▶ [PROBLEM STATEMENT]: Every entry must be copied word for word.

___ RECORDS FOR THE TASK ___

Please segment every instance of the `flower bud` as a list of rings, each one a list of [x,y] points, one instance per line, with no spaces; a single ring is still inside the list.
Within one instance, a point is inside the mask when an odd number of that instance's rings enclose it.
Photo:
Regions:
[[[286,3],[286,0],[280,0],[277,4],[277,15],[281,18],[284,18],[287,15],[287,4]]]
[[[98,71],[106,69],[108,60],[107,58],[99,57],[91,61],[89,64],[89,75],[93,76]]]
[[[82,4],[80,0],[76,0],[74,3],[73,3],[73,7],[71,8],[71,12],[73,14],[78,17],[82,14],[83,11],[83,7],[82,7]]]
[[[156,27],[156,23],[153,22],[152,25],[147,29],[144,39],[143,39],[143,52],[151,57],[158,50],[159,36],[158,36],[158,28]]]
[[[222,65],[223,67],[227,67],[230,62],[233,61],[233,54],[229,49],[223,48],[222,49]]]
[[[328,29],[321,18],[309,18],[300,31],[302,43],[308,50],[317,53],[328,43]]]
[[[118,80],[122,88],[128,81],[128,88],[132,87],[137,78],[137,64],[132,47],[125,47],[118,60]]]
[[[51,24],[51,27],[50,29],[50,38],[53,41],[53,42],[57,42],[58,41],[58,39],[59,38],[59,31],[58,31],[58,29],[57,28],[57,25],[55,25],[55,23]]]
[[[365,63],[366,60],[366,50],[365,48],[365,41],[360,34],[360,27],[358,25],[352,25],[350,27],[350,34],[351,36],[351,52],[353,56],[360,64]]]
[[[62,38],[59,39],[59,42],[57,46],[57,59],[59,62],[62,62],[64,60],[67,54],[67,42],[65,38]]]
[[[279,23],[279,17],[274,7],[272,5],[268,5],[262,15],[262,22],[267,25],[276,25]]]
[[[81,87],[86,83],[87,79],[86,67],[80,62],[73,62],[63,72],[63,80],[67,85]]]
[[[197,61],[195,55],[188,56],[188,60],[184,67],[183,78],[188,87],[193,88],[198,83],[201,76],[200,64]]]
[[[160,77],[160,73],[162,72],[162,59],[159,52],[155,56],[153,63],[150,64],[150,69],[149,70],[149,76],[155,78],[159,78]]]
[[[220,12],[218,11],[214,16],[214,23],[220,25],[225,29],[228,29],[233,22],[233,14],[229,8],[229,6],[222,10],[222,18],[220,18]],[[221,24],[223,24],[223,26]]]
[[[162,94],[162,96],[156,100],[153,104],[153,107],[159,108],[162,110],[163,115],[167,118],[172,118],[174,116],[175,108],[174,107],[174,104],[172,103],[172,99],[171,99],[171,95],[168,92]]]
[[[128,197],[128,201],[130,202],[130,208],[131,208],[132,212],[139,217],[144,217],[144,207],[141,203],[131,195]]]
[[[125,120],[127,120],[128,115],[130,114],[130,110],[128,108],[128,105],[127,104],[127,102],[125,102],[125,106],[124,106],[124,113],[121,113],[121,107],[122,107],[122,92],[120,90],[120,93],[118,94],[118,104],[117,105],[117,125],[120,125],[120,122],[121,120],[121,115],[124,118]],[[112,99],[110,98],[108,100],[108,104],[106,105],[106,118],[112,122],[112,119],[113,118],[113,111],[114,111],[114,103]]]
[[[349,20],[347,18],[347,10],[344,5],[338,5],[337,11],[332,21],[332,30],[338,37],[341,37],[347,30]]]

___

▶ [RESPONSE BELOW]:
Please segment every instance of the `flower bud` as a list of rings, each one a list of [x,y] points, one instance per line, with no spaces; a single ring is still inside the list.
Within one instance, a point is inside the mask when an odd number of that instance's rings enclose it.
Photo:
Regions:
[[[286,3],[286,0],[280,0],[277,4],[277,15],[281,18],[284,18],[287,15],[287,4]]]
[[[98,71],[106,69],[108,60],[107,58],[99,57],[91,61],[89,64],[89,75],[93,76]]]
[[[82,4],[80,0],[76,0],[74,3],[73,3],[73,7],[71,8],[71,12],[73,14],[78,17],[82,14],[83,11],[83,7],[82,7]]]
[[[156,27],[156,23],[153,22],[152,25],[147,29],[144,39],[143,39],[143,52],[151,57],[158,50],[159,36],[158,36],[158,28]]]
[[[222,65],[223,67],[227,67],[230,62],[233,61],[233,54],[229,49],[223,48],[222,49]]]
[[[328,29],[321,18],[309,18],[300,31],[302,43],[308,50],[317,53],[328,43]]]
[[[118,80],[122,88],[128,81],[128,88],[132,87],[137,78],[137,64],[132,47],[125,47],[118,60]]]
[[[51,24],[51,27],[50,29],[50,38],[53,41],[53,42],[57,42],[58,41],[58,39],[59,38],[59,31],[58,31],[58,29],[57,28],[57,25],[55,25],[55,23]]]
[[[365,63],[366,60],[366,50],[365,48],[365,41],[360,34],[360,27],[358,25],[352,25],[350,27],[350,34],[351,36],[351,52],[353,56],[360,64]]]
[[[62,38],[59,39],[59,42],[57,46],[57,59],[59,62],[62,62],[64,60],[67,54],[67,42],[65,38]]]
[[[279,23],[279,17],[274,7],[272,5],[268,5],[262,15],[262,22],[267,25],[276,25]]]
[[[81,87],[86,83],[87,79],[86,67],[80,62],[73,62],[63,72],[63,80],[67,85]]]
[[[197,61],[195,55],[188,56],[188,60],[184,67],[183,78],[188,87],[193,88],[198,83],[201,76],[200,64]]]
[[[160,77],[160,73],[162,72],[162,59],[159,52],[155,56],[153,63],[150,64],[150,69],[149,70],[149,76],[155,78],[159,78]]]
[[[220,12],[218,11],[214,16],[214,23],[220,25],[225,29],[228,29],[233,22],[233,14],[229,8],[229,6],[222,10],[222,18],[220,18]],[[221,24],[223,24],[223,26]]]
[[[162,94],[162,96],[156,100],[153,104],[153,107],[159,108],[162,110],[163,115],[167,118],[172,118],[174,116],[175,108],[174,107],[174,104],[172,103],[172,99],[171,99],[171,95],[168,92]]]
[[[128,197],[128,201],[130,202],[130,208],[131,208],[132,212],[139,217],[144,217],[144,207],[141,203],[131,195]]]
[[[125,120],[127,120],[128,115],[130,114],[130,110],[128,108],[128,105],[127,104],[127,102],[125,102],[125,106],[124,106],[124,113],[121,113],[121,107],[122,107],[122,92],[120,90],[120,93],[118,94],[118,104],[117,105],[117,125],[120,125],[120,122],[121,120],[121,115],[124,118]],[[112,99],[110,98],[108,100],[108,104],[106,105],[106,118],[112,122],[112,119],[113,118],[113,111],[114,111],[114,103]]]
[[[349,20],[347,18],[347,10],[344,5],[338,5],[337,11],[332,21],[332,30],[338,37],[341,37],[347,30]]]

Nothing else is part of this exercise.